## What you are asked to do
Output every line of the material exactly, omitting images.

## Recorded information
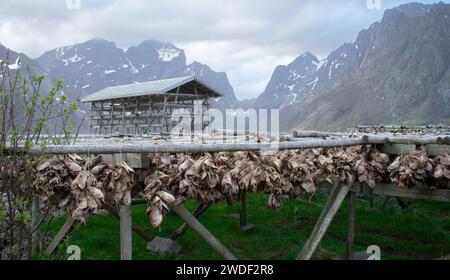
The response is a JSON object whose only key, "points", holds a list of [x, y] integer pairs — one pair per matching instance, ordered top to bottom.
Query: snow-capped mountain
{"points": [[96, 64], [396, 71], [289, 83]]}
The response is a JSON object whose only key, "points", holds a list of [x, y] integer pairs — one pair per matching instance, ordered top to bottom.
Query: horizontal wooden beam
{"points": [[221, 147], [420, 191]]}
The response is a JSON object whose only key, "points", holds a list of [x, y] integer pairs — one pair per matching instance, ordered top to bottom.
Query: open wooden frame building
{"points": [[144, 108]]}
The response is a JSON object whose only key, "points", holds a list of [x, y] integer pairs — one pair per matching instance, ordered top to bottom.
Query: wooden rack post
{"points": [[330, 209], [198, 211], [351, 224], [203, 232], [60, 235]]}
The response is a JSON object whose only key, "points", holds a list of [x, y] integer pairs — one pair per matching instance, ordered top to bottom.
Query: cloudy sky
{"points": [[246, 39]]}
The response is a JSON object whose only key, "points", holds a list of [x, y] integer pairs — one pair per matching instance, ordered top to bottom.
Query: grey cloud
{"points": [[251, 37]]}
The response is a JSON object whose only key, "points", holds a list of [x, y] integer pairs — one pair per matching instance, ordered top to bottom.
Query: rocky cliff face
{"points": [[96, 64]]}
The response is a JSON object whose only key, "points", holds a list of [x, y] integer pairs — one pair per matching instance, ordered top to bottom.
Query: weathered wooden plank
{"points": [[216, 147], [419, 192], [333, 204], [198, 211], [243, 212], [35, 220], [136, 228], [203, 232], [125, 233], [60, 235]]}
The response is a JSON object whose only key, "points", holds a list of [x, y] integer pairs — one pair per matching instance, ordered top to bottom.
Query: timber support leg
{"points": [[334, 202], [243, 214], [35, 218], [351, 225], [136, 228], [202, 231], [125, 233], [60, 235]]}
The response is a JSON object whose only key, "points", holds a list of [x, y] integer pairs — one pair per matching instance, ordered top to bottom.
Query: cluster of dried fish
{"points": [[372, 168], [405, 171], [287, 174], [116, 181], [68, 186], [81, 187]]}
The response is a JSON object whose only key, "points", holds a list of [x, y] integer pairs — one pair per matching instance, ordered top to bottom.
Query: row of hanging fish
{"points": [[81, 187]]}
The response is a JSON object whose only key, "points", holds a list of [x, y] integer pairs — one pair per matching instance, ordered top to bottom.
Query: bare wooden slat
{"points": [[216, 147], [419, 192], [332, 205], [198, 211], [35, 220], [351, 224], [136, 228], [203, 232], [125, 233], [60, 236]]}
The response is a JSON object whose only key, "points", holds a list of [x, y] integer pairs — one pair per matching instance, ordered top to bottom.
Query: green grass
{"points": [[422, 231]]}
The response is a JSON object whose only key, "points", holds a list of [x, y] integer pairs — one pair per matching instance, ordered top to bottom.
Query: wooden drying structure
{"points": [[145, 108], [135, 154]]}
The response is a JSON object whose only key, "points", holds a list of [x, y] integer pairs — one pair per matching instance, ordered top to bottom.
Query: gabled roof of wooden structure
{"points": [[158, 87]]}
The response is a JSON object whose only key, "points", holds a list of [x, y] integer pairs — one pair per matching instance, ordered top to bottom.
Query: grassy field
{"points": [[422, 231]]}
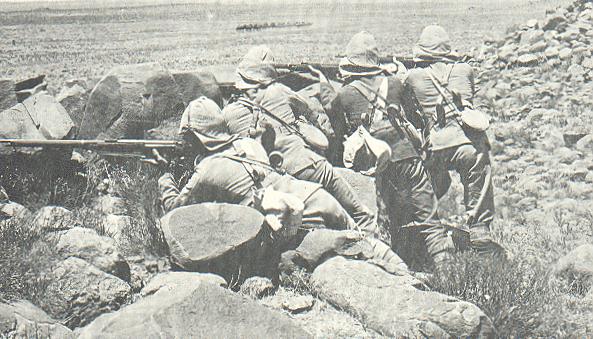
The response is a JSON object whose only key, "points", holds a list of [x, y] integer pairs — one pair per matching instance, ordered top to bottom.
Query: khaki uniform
{"points": [[452, 147], [299, 160], [225, 179], [404, 191]]}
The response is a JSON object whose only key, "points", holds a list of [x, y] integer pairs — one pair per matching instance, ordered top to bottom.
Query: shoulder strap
{"points": [[443, 90]]}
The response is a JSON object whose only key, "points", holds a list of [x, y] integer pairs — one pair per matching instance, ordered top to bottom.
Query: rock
{"points": [[552, 22], [552, 52], [565, 53], [527, 60], [195, 84], [7, 95], [74, 99], [129, 100], [38, 117], [585, 144], [364, 187], [109, 204], [54, 218], [223, 239], [85, 243], [321, 244], [577, 265], [169, 281], [257, 287], [79, 292], [298, 304], [389, 305], [197, 310], [21, 319]]}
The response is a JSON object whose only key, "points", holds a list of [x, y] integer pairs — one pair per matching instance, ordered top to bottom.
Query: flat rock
{"points": [[7, 94], [74, 99], [129, 100], [38, 117], [53, 218], [218, 238], [85, 243], [577, 264], [167, 281], [79, 292], [389, 305], [198, 310], [21, 319]]}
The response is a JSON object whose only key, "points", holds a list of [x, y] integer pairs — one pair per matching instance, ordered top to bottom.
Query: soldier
{"points": [[283, 109], [452, 145], [230, 169], [404, 190]]}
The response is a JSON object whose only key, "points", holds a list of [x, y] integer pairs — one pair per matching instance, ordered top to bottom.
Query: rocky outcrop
{"points": [[194, 84], [129, 100], [39, 116], [53, 218], [225, 239], [86, 244], [79, 292], [390, 305], [196, 308], [21, 319]]}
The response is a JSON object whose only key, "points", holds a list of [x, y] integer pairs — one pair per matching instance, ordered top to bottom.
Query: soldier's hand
{"points": [[318, 73], [157, 160]]}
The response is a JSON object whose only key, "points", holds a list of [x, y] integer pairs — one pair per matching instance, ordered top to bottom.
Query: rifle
{"points": [[141, 148]]}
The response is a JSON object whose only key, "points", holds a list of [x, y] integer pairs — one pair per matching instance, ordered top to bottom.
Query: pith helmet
{"points": [[434, 44], [362, 56], [255, 68], [204, 119]]}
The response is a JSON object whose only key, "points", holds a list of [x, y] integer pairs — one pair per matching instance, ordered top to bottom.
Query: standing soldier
{"points": [[441, 91], [284, 110], [404, 191]]}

## Final answer
The response is a JSON object whose only key, "points", holds a list of [x, y] integer pairs — one pair per matching instance, ordered top to bottom.
Query: snow-capped mountain
{"points": [[96, 64], [396, 71], [289, 83]]}
The response is a JSON object whose only key, "points", holds a list of [x, y] integer pairs — one pair per matching instance, ordered top to bottom.
Query: horizontal wooden beam
{"points": [[221, 147], [420, 191]]}
The response is a JSON object whose only key, "points", holds a list of [x, y] integer pairs — one pair per matching instance, ordered top to bottom.
Query: open wooden frame building
{"points": [[144, 108]]}
The response is a JSON object whose only key, "points", holds a list of [x, y] integer pairs — one pair per matching instance, ordered top to bottom.
Query: wooden rack post
{"points": [[330, 209], [198, 211], [351, 224], [203, 232], [60, 235]]}
The response is a JSON object whose only key, "points", holds a list of [x, y] integer pairs — one pair per matching instance, ordered top to bottom.
Query: cloudy sky
{"points": [[246, 39]]}
The response is a JSON object whose only key, "points", holds a list of [x, y] integer pairs — one pair per matching instance, ordered top to bottom.
Query: grey cloud
{"points": [[251, 37]]}
The response is a JSON object whose only key, "points", holds a list of [x, y] integer pairs — one pair per matching instance, ordered top to bottom.
Query: rocky cliff face
{"points": [[96, 64]]}
The response is a JSON object whose only key, "points", holds a list of [x, y] integer pairs — one pair per matching instance, ordered top to bottom.
Query: weathered wooden plank
{"points": [[216, 147], [419, 192], [333, 204], [198, 211], [243, 212], [35, 220], [136, 228], [203, 232], [125, 233], [60, 235]]}
The response is a JSON object whose only key, "points", holds a list of [x, y] integer pairs — one pair per matching instance, ordered top to bottom.
Query: timber support leg
{"points": [[334, 202], [243, 214], [35, 218], [351, 225], [136, 228], [202, 231], [125, 233], [60, 235]]}
The response is a JSON object whose only key, "points", holds a list of [x, y] integer pairs — one pair per matching instance, ordered top to bottom.
Query: cluster of dried fish
{"points": [[372, 168], [405, 171], [287, 174], [116, 181], [68, 186], [81, 187]]}
The response is a JSON object whose only key, "points", holds a list of [x, y] integer pairs — one pair per matching instance, ordered top to bottom.
Query: row of hanging fish
{"points": [[81, 187]]}
The response is a JSON object whose only key, "points", holds a list of [x, y] integer pairs — one pair per matching instance, ordered top to bottom.
Query: bare wooden slat
{"points": [[216, 147], [419, 192], [332, 205], [198, 211], [35, 220], [351, 224], [136, 228], [203, 232], [125, 233], [60, 236]]}
The response is a JSON object whose only key, "points", holds a list of [x, y] integer pairs — one pair per matching instance, ordered top to bottom.
Query: green grass
{"points": [[422, 231]]}
The response is a JSON object whose only key, "points", holds a list of [x, y] integer pairs — one pair per matching instance, ordered top to bottom.
Query: wooden drying structure
{"points": [[145, 108], [135, 154]]}
The response is a JSON object whose only key, "points", holds a list of [x, y] integer pairs — one pair per matching instance, ordered top to bottom.
Query: gabled roof of wooden structure
{"points": [[158, 87]]}
The response is a JSON object whose only key, "points", holds a list of [x, y] integer pairs — one pair per matching instance, ordered top to bottom.
Query: grassy field
{"points": [[422, 231]]}
The response is a JSON object whose only key, "points", holds a list of [x, y] integer pairs — one pair per matching instance, ordered top to bottom.
Query: khaki uniform
{"points": [[452, 147], [299, 160], [225, 179], [404, 191]]}
The response is a JSON object whose only key, "points", holds a list of [x, y] integer pairs — one pair per matching instance, ordered top to bottom.
Query: shoulder strap
{"points": [[443, 90]]}
The response is a JSON object whose only key, "points", holds a list of [x, y] integer pairs — one pair per matching instance, ordered top to bottom.
Query: rock
{"points": [[552, 22], [552, 52], [565, 53], [527, 60], [195, 84], [7, 95], [74, 99], [129, 100], [38, 117], [585, 144], [364, 187], [109, 204], [54, 218], [223, 239], [85, 243], [321, 244], [577, 265], [169, 281], [257, 287], [79, 292], [298, 304], [389, 305], [197, 310], [21, 319]]}
The response is a JSON object whose only key, "points", holds a list of [x, y] integer pairs — one pair per matching instance, ordered top to bottom.
Query: flat rock
{"points": [[7, 94], [74, 99], [129, 100], [38, 117], [53, 218], [218, 238], [85, 243], [577, 264], [167, 281], [79, 292], [389, 305], [198, 310], [21, 319]]}
The response is a JSON object whose only key, "points", holds a list of [x, y] integer pairs — one pair per matching instance, ordered top to bottom.
Query: soldier
{"points": [[283, 109], [452, 145], [230, 169], [404, 190]]}
The response is a JSON object whose only key, "points", holds a list of [x, y] integer pairs — one pair per matching instance, ordered top to bottom.
Query: rocky outcrop
{"points": [[194, 84], [129, 100], [39, 116], [53, 218], [225, 239], [86, 244], [79, 292], [390, 305], [196, 308], [21, 319]]}
The response is a JSON object whose only key, "points", holds a list of [x, y] integer pairs — one pair per matching instance, ordered top to bottom.
Query: soldier's hand
{"points": [[318, 73], [157, 160]]}
The response is a JSON object whose only key, "points", holds a list of [x, y] integer pairs — one pair per matching instance, ordered top to bottom.
Query: rifle
{"points": [[141, 148]]}
The response is a JSON object whose only key, "points", holds a list of [x, y] integer pairs — one pair per matching instance, ordered top to bottom.
Query: pith helmet
{"points": [[434, 44], [362, 56], [255, 68], [204, 119]]}
The response is a JSON object whose only key, "points", holds a list of [x, y] integer pairs — one pair per matching instance, ordered top to bottom.
Query: standing soldier
{"points": [[441, 91], [284, 110], [404, 191]]}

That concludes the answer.